- _SET TASK_
Every record should be written out exactly, with the pictures left out.

- _DATA LINES_
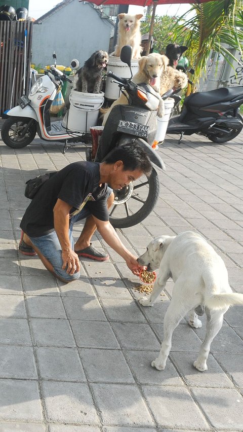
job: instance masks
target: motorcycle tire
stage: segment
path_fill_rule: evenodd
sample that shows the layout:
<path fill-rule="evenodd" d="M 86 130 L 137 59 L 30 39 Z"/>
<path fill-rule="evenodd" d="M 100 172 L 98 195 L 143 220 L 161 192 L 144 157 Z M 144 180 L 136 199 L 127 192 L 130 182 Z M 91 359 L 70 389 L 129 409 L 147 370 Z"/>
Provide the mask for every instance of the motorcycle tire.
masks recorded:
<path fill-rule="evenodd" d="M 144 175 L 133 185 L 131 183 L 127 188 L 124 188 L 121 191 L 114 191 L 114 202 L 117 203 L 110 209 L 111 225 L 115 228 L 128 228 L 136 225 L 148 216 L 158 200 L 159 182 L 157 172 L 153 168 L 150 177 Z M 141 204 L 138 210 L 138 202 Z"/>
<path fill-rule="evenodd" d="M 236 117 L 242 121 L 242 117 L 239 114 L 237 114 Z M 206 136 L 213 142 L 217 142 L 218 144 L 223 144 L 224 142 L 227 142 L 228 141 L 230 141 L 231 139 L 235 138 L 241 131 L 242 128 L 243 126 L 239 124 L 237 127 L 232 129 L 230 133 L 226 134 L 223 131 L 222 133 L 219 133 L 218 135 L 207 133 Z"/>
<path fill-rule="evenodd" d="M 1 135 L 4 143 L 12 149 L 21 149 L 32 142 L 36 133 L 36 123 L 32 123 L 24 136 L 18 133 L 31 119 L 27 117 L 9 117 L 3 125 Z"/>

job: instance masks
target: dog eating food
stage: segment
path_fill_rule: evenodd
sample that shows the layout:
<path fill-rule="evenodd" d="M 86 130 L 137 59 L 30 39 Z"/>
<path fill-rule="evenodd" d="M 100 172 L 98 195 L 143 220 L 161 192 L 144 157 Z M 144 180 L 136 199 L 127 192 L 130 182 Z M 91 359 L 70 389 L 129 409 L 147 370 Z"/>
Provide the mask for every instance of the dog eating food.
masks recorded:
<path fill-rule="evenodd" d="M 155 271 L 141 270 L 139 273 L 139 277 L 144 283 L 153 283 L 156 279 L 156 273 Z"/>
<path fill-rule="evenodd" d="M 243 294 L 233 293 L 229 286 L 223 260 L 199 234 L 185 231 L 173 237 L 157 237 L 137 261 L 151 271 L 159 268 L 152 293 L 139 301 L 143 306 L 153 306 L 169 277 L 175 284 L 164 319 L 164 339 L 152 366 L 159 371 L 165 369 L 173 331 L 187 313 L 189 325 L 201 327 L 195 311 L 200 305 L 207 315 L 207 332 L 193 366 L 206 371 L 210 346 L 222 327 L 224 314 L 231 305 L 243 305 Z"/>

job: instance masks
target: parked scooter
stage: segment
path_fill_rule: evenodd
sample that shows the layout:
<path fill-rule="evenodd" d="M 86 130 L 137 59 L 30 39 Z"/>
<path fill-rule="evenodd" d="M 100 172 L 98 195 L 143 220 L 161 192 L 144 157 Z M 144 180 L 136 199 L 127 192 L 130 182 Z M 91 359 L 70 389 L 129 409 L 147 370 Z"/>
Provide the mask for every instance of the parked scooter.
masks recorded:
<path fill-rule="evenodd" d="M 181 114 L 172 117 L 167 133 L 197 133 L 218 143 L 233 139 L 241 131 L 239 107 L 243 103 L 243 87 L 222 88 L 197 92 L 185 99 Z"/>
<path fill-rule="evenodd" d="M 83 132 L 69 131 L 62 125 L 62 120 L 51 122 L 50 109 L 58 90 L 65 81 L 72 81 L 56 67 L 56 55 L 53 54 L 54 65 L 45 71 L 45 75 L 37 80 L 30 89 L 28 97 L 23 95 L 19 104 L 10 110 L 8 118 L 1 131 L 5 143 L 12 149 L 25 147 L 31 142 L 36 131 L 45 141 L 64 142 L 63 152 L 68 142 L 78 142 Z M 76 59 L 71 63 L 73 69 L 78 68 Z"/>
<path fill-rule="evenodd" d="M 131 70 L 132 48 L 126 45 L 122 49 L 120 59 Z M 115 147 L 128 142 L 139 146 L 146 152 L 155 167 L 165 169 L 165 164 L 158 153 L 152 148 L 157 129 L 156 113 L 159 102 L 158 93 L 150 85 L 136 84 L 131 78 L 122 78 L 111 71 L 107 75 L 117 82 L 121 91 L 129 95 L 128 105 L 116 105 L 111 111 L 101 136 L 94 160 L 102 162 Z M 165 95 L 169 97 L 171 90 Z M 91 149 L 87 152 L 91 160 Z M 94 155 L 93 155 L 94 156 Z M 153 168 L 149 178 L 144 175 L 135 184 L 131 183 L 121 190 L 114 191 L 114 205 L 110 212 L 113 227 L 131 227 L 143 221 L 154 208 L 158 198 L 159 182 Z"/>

- _ANSWER TO THIS EXERCISE_
job: instance masks
target: motorcycle tire
stage: segment
path_fill_rule: evenodd
sample that shows the layout:
<path fill-rule="evenodd" d="M 86 130 L 137 59 L 30 39 Z"/>
<path fill-rule="evenodd" d="M 100 172 L 98 195 L 143 220 L 161 192 L 144 157 Z M 144 180 L 136 199 L 127 192 L 130 182 Z M 91 359 L 70 389 L 129 409 L 147 370 Z"/>
Provide the mask for every instance of the motorcycle tire.
masks recorded:
<path fill-rule="evenodd" d="M 144 175 L 133 185 L 131 183 L 127 188 L 124 188 L 121 191 L 114 191 L 114 202 L 117 203 L 110 209 L 111 225 L 115 228 L 128 228 L 136 225 L 148 216 L 158 200 L 159 182 L 157 172 L 153 168 L 150 177 Z M 141 204 L 138 210 L 138 202 Z"/>
<path fill-rule="evenodd" d="M 236 117 L 242 121 L 242 117 L 239 114 L 237 114 Z M 206 136 L 213 142 L 217 142 L 218 144 L 223 144 L 224 142 L 227 142 L 228 141 L 230 141 L 231 139 L 235 138 L 241 131 L 242 128 L 243 126 L 239 124 L 237 127 L 232 129 L 230 133 L 226 134 L 223 131 L 222 133 L 219 133 L 218 135 L 207 133 Z"/>
<path fill-rule="evenodd" d="M 1 135 L 4 143 L 12 149 L 21 149 L 32 142 L 36 133 L 36 123 L 32 123 L 24 136 L 18 133 L 31 119 L 27 117 L 9 117 L 3 125 Z"/>

job: instance masks
target: dog eating food
stage: segment
path_fill_rule: evenodd
sample that shows the layout:
<path fill-rule="evenodd" d="M 86 130 L 137 59 L 30 39 Z"/>
<path fill-rule="evenodd" d="M 100 172 L 98 195 L 143 220 L 161 192 L 144 157 Z M 144 180 L 136 199 L 127 192 L 130 182 Z M 91 359 L 70 389 L 129 409 L 147 370 Z"/>
Provide the mask for every instance of the dog eating food.
masks recorded:
<path fill-rule="evenodd" d="M 155 271 L 141 270 L 139 273 L 139 277 L 144 283 L 153 283 L 156 279 L 156 273 Z"/>
<path fill-rule="evenodd" d="M 243 294 L 233 293 L 229 286 L 223 260 L 199 234 L 185 231 L 173 237 L 157 237 L 137 261 L 151 271 L 159 268 L 152 293 L 139 301 L 143 306 L 153 306 L 169 277 L 175 284 L 164 319 L 164 339 L 152 366 L 159 371 L 165 369 L 173 331 L 187 313 L 189 325 L 201 327 L 195 311 L 200 305 L 207 315 L 207 332 L 193 366 L 206 371 L 210 346 L 222 327 L 224 314 L 231 305 L 243 305 Z"/>

job: instance masks
target: parked scooter
stage: segment
path_fill_rule: evenodd
sample that shows the layout:
<path fill-rule="evenodd" d="M 86 130 L 137 59 L 30 39 Z"/>
<path fill-rule="evenodd" d="M 100 172 L 98 195 L 143 220 L 161 192 L 144 157 Z M 144 180 L 136 199 L 127 192 L 130 182 Z M 91 359 L 70 389 L 129 409 L 147 370 Z"/>
Provide the mask for every instance of the parked scooter.
masks recorded:
<path fill-rule="evenodd" d="M 181 114 L 172 117 L 167 133 L 197 133 L 218 143 L 233 139 L 241 131 L 239 107 L 243 103 L 243 87 L 222 88 L 197 92 L 185 99 Z"/>
<path fill-rule="evenodd" d="M 83 132 L 69 131 L 62 125 L 62 120 L 51 122 L 50 109 L 58 90 L 65 81 L 72 81 L 56 67 L 56 55 L 53 54 L 54 65 L 45 71 L 45 75 L 37 80 L 30 89 L 28 97 L 23 95 L 19 104 L 10 110 L 8 118 L 1 131 L 5 143 L 12 149 L 25 147 L 31 142 L 36 131 L 45 141 L 64 142 L 63 152 L 68 142 L 78 142 Z M 76 59 L 71 63 L 73 69 L 78 68 Z"/>
<path fill-rule="evenodd" d="M 131 70 L 132 48 L 126 45 L 122 49 L 120 59 Z M 115 147 L 128 142 L 139 146 L 146 152 L 155 167 L 165 169 L 165 164 L 158 153 L 152 148 L 157 129 L 156 113 L 159 102 L 158 93 L 150 85 L 136 84 L 131 78 L 122 78 L 111 71 L 107 75 L 117 82 L 121 91 L 129 95 L 128 105 L 116 105 L 111 111 L 101 136 L 94 160 L 102 162 Z M 165 95 L 169 97 L 171 90 Z M 91 149 L 87 152 L 91 160 Z M 94 155 L 93 155 L 94 156 Z M 153 168 L 149 178 L 144 175 L 135 184 L 131 183 L 121 190 L 114 191 L 114 205 L 110 212 L 113 227 L 131 227 L 143 221 L 154 208 L 158 198 L 159 182 Z"/>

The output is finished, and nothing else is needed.